(ARTICLE)
===============
Published: Wednesday, September 21, 2016

Effective December 1, 2016, the Fair Labor Standards Act (FLSA), the law that affects exempt vs. non-exempt and overtime payments, will be changing. Currently, an employee earning as low as $405 per week, or $23,660 annually, can be considered exempt from overtime rules. Beginning in December 2016, for an employee to be considered exempt from overtime rules, he/she must earn at least $913 per week, or $47,476 annually, for a full-time employee. This threshold will increase in the future.

How Might It Impact Mobility?

In order to understand how the change will affect salaries of the U.S.-inbound assignment population, SIRVA recommends that mobility managers partner with their labor counsel for assistance, providing samples and descriptions of allowances received by their employees, to determine allowances that should be included in calculating their salaries.
===============
(SOURCE DATA)
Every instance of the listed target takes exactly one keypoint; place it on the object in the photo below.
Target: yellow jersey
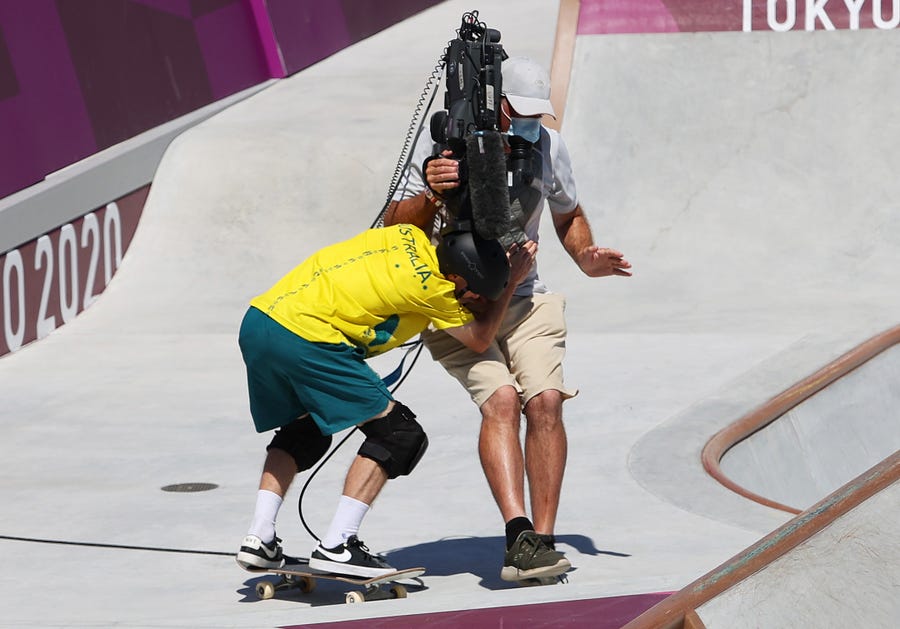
(374, 291)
===============
(PROBLEM)
Please answer these questions from the article on the FLSA change:
(a) On what date does the change take effect?
(b) Starting then, what is the minimum a full-time employee must earn to be exempt from overtime rules?
(c) With whom does SIRVA recommend mobility managers partner?

(COMPLETED TASK)
(a) December 1, 2016
(b) $913 per week, or $47,476 annually
(c) Their labor counsel